--- What you should do ---
The line containing "the car windshield." marks where to begin; quote it and every line after it through the end of the data, exactly as written.

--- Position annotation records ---
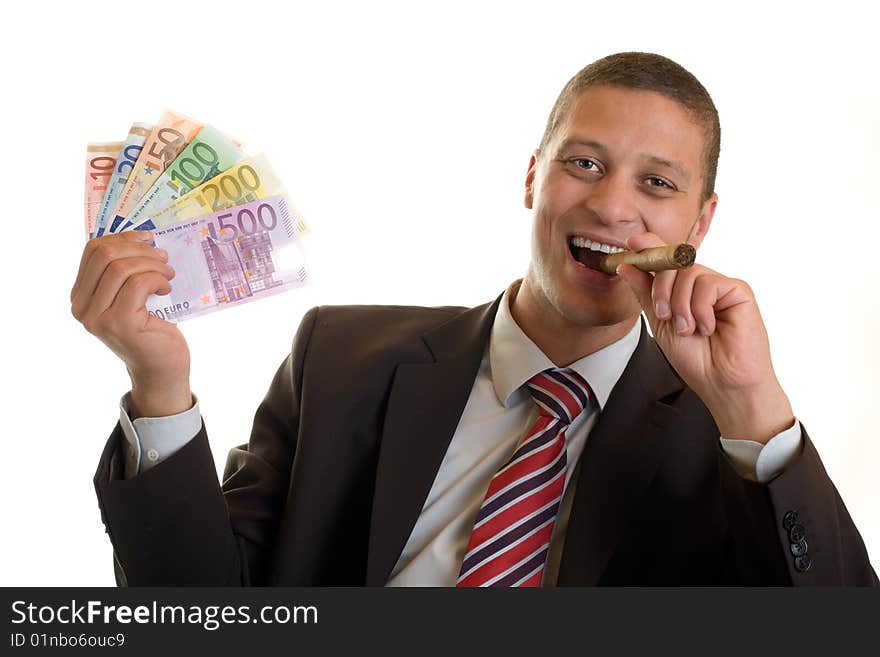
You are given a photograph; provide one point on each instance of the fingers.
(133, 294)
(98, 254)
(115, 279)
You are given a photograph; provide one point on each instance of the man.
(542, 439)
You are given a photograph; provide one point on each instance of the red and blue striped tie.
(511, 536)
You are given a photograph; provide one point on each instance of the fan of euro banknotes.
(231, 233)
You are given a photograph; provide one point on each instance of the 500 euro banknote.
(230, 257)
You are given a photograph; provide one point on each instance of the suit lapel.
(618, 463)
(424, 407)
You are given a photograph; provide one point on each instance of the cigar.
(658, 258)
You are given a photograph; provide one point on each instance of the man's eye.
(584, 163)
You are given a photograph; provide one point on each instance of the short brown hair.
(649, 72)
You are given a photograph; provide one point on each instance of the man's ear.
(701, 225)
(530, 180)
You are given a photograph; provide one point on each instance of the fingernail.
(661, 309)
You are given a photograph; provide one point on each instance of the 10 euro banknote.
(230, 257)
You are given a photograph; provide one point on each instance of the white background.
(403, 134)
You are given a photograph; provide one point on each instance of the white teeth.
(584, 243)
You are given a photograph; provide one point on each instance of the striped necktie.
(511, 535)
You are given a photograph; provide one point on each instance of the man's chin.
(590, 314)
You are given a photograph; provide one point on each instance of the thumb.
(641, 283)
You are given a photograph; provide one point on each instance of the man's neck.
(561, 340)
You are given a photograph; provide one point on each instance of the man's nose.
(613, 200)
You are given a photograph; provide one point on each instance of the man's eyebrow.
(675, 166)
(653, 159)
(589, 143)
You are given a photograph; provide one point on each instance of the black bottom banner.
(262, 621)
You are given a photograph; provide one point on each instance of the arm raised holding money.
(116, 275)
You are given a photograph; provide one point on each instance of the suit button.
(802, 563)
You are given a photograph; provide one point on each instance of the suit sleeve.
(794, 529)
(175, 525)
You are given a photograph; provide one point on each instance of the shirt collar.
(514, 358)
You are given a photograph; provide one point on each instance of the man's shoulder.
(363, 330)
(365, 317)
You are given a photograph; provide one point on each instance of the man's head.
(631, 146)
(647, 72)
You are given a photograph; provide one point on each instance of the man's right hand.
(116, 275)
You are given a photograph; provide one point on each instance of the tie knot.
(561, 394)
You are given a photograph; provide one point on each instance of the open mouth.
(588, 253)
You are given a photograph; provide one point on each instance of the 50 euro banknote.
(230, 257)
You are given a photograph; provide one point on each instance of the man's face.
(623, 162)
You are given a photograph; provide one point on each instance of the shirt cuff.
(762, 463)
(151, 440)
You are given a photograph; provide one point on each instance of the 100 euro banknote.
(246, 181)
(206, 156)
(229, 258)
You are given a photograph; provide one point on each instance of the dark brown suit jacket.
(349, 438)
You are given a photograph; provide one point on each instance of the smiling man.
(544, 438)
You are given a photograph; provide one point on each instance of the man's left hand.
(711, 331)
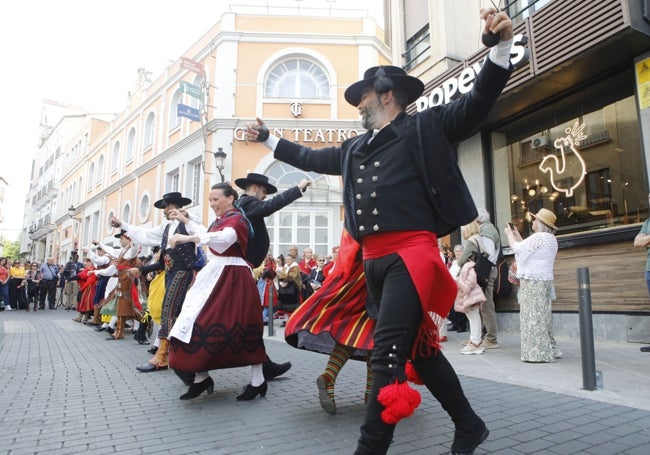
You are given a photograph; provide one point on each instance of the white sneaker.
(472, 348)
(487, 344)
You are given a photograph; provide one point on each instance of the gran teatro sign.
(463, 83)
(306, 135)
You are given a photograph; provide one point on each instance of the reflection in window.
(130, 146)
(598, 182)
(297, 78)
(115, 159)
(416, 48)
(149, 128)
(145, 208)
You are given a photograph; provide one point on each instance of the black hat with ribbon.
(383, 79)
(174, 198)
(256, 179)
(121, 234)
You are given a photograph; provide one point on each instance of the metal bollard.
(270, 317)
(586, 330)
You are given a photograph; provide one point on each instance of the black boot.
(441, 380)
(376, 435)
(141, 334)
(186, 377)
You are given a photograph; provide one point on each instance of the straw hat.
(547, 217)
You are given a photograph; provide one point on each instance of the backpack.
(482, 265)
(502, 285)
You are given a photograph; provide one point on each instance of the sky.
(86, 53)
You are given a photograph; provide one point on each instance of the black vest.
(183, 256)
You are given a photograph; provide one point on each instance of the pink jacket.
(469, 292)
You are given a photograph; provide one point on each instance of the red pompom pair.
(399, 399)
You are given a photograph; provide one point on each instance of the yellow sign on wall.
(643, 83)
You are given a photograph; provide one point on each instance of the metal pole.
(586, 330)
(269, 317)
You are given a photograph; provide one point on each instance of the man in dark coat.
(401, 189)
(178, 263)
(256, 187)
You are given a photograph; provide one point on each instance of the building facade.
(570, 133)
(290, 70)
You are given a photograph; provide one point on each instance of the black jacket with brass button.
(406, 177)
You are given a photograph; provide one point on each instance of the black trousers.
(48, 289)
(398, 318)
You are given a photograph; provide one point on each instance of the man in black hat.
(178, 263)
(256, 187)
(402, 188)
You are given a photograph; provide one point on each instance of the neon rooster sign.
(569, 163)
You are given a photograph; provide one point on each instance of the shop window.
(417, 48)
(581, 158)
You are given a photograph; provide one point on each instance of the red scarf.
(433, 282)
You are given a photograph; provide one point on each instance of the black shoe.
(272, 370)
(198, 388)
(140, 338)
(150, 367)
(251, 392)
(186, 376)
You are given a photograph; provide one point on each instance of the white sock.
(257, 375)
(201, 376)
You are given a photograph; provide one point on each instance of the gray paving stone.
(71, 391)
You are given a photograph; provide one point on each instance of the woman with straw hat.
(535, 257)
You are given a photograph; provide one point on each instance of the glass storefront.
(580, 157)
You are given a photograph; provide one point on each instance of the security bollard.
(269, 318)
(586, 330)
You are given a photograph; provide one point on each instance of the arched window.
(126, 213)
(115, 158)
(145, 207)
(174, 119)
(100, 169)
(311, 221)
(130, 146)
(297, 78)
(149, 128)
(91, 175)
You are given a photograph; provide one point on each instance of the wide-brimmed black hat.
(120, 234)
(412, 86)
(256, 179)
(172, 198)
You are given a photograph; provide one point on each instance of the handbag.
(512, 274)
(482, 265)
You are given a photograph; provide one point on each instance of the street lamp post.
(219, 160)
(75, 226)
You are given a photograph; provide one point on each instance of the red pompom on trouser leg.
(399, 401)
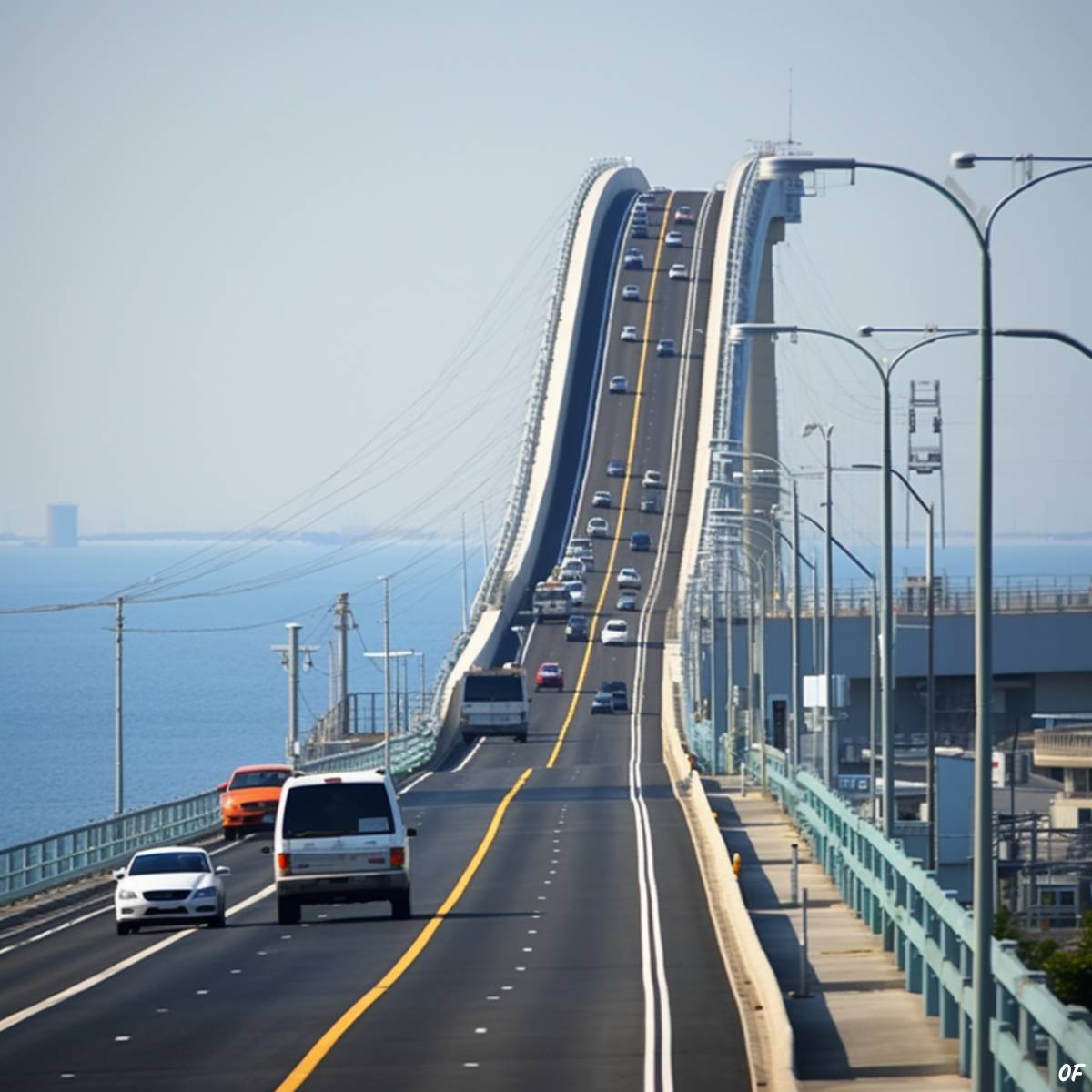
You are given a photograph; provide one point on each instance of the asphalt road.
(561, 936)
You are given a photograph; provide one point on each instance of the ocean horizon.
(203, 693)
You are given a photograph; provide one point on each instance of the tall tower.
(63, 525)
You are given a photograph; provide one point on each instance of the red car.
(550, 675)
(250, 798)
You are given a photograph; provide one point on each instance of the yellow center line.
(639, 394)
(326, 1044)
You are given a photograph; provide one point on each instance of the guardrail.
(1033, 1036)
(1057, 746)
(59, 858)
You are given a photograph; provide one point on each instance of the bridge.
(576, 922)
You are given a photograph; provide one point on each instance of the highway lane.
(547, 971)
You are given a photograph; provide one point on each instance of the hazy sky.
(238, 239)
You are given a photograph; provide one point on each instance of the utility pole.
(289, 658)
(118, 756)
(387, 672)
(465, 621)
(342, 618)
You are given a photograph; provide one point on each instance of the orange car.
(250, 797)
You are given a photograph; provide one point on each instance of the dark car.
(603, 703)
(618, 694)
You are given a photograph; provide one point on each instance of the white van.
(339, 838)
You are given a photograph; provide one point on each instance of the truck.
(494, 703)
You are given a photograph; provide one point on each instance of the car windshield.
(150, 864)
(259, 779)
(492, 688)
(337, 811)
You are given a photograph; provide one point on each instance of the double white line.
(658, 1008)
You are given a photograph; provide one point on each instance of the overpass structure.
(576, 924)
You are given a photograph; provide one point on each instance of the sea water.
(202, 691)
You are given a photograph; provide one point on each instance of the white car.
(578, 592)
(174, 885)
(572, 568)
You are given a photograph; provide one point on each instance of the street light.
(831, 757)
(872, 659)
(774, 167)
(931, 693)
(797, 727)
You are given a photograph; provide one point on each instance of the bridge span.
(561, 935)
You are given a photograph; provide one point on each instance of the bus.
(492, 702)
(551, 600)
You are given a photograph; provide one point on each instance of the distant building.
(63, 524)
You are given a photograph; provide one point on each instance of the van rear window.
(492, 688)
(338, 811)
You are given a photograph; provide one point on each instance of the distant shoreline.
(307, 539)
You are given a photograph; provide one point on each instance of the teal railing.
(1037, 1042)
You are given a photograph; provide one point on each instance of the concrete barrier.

--- Response to the exercise ---
You are given a photograph; provide one point on each instance of the car windshield.
(150, 864)
(259, 779)
(492, 688)
(337, 811)
You are given a photograph; provide one point on each instance of the double white line.
(658, 1008)
You are given a photograph; provide one point on each instance of the overpass structure.
(576, 924)
You are given a photograph; provide one point on each instance of the sea water.
(202, 691)
You are given a photograph; provide one point on each instance of the white car.
(578, 592)
(174, 885)
(572, 568)
You are given a photograph; provide one point on each instance of the street light.
(831, 757)
(872, 659)
(774, 167)
(931, 693)
(797, 727)
You are given a photograph; provide one point on each instance of the bridge span.
(561, 935)
You are given a photograph; provide one point on each instance of the bus.
(492, 702)
(551, 600)
You are given a photograph; provide one point on each instance of the distant building.
(63, 524)
You are given a photograph; provide one point on each instance of the van rear window.
(492, 688)
(338, 811)
You are given a photograph; provide one point on each instance of the distant shoreline.
(307, 539)
You are given a photograph; provide one point on each instance of the teal railing.
(1037, 1042)
You are given a photograph; provide one point on each instance of the concrete barrier.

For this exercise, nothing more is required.